▶ Supplied passage

● ● ● ● ● ● ●

Red Wheelbarrow Poem

Words: 374
Pages: 2

Carlos William's poem, “Red Wheelbarrow”, can be perceived as a statement on how every person has their separate ideas of the world and that we convey them in our own ways as well. Much like art, the way one person perceives what is given to them can be vastly different from another. Perhaps F.J. Bergmann decided to parody William’s poem as a way to ‘comically’ convey how she perceived the “Red Wheelbarrow”. Within “An Apology” the speaker merely smashes the wheelbarrow and insinuates that the chickens were affected as well, all due to the rain. This demonstrates that Bergmann probably perceived the objects with William’s poem as nothing but that, inconvenient objects.

● ● ● ● ● ● ●

▶ Dataset records
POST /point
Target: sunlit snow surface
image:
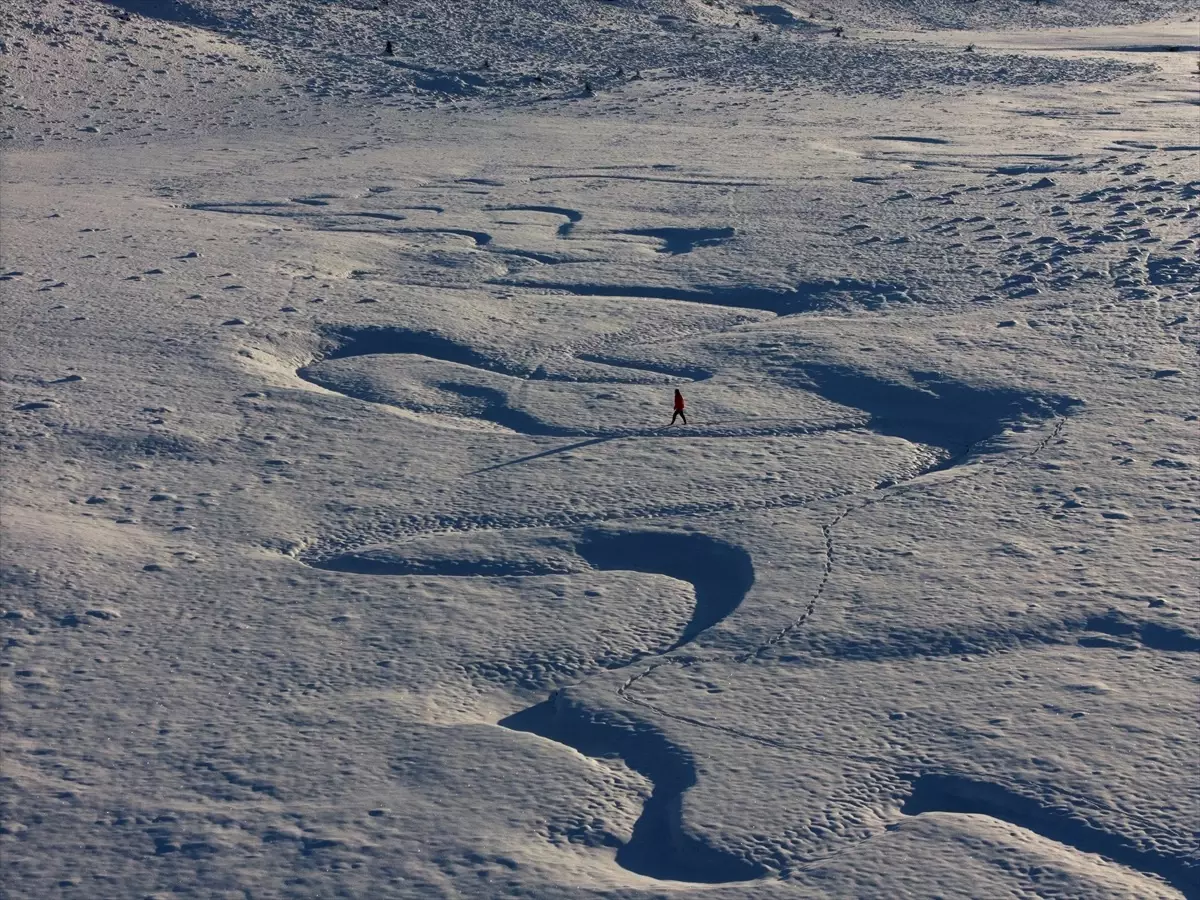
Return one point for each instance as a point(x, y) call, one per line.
point(347, 550)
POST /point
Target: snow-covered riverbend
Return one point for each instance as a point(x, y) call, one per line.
point(347, 549)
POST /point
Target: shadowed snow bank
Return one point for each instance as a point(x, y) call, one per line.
point(1063, 825)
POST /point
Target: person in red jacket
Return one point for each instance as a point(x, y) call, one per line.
point(679, 405)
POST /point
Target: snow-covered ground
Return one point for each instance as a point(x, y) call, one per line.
point(347, 550)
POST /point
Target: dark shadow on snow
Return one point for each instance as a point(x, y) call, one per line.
point(659, 847)
point(720, 573)
point(381, 340)
point(803, 298)
point(936, 411)
point(1060, 823)
point(684, 240)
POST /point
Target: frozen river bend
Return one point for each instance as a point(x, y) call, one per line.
point(347, 551)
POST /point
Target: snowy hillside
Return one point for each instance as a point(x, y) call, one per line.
point(348, 551)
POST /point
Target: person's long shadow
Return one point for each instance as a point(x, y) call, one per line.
point(544, 454)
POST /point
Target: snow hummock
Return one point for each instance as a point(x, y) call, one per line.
point(347, 547)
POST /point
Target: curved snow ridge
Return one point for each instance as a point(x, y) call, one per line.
point(352, 341)
point(659, 846)
point(1060, 823)
point(720, 573)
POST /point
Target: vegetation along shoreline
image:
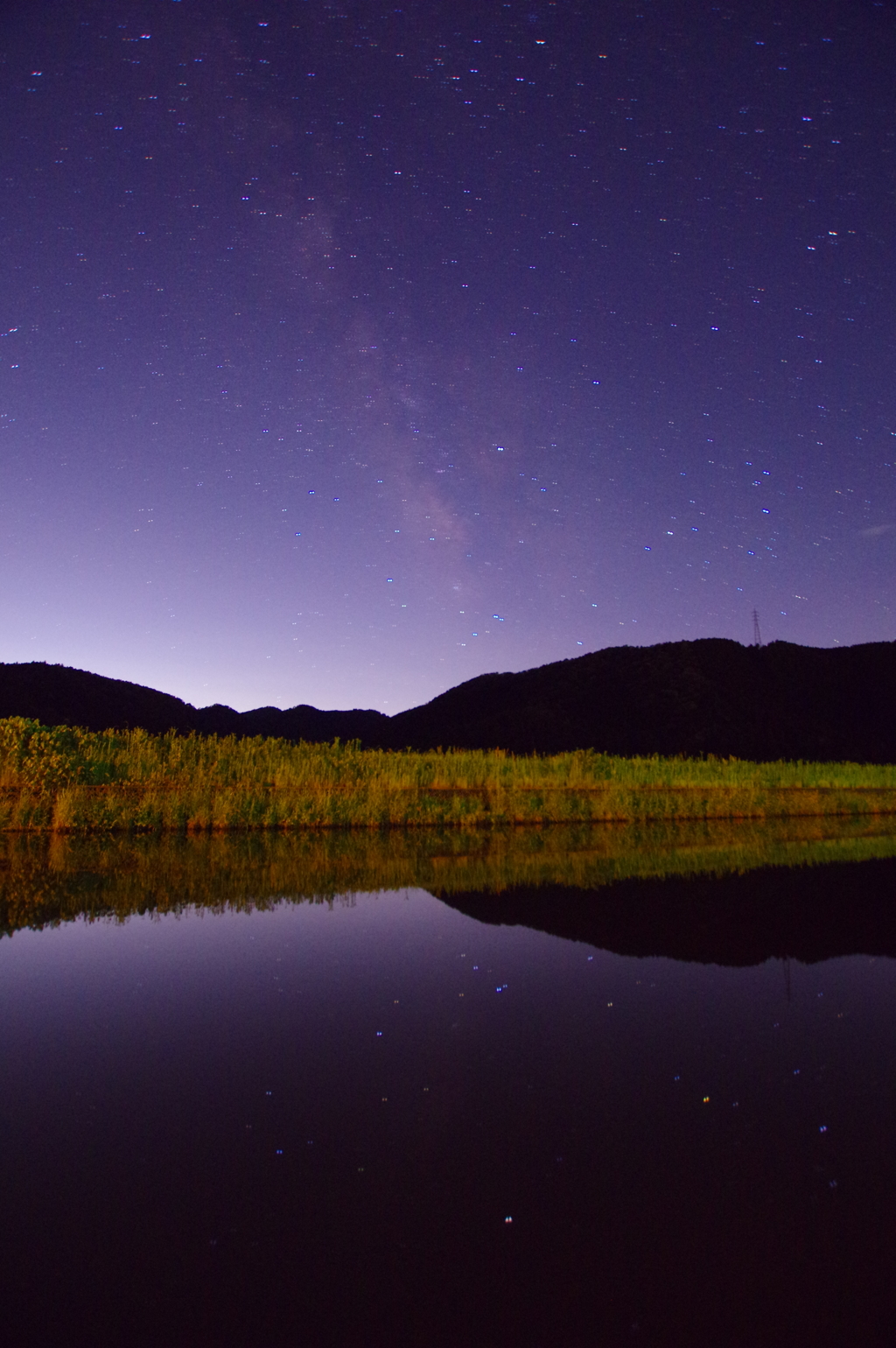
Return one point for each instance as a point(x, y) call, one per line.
point(69, 779)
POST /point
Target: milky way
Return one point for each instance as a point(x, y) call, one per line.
point(351, 351)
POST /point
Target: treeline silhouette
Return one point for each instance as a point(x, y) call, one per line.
point(711, 696)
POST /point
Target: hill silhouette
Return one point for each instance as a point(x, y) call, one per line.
point(709, 696)
point(802, 913)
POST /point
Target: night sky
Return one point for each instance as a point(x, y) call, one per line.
point(352, 351)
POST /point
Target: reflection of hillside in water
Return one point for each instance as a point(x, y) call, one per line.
point(733, 894)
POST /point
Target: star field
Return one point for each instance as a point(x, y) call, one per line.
point(351, 351)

● ● ● ● ● ● ●

▶ What you are asked to do
Carry on the essay about the "Red Wheelbarrow" poem, starting after its final sentence. The material comes from a different source than the essay.

▶ Exercise answer
Bergmann parodies the simple aspects of the poem “Red Wheelbarrow”, meaning she blatantly humor’s William’s perspective of plain objects hiding greater symbolism. Within Bergmann’s poem she illustrates her “apology” towards the owner of the wheelbarrow and chickens, seeing as she may have run them over with her “new plum-colored SUV”. I do not find Bergmann’s comedic perception to be unfair towards William’s original poem. Bergmann is simply doing what poets, and all literary writers, “depend upon”: the varying perception of their written work by the audience.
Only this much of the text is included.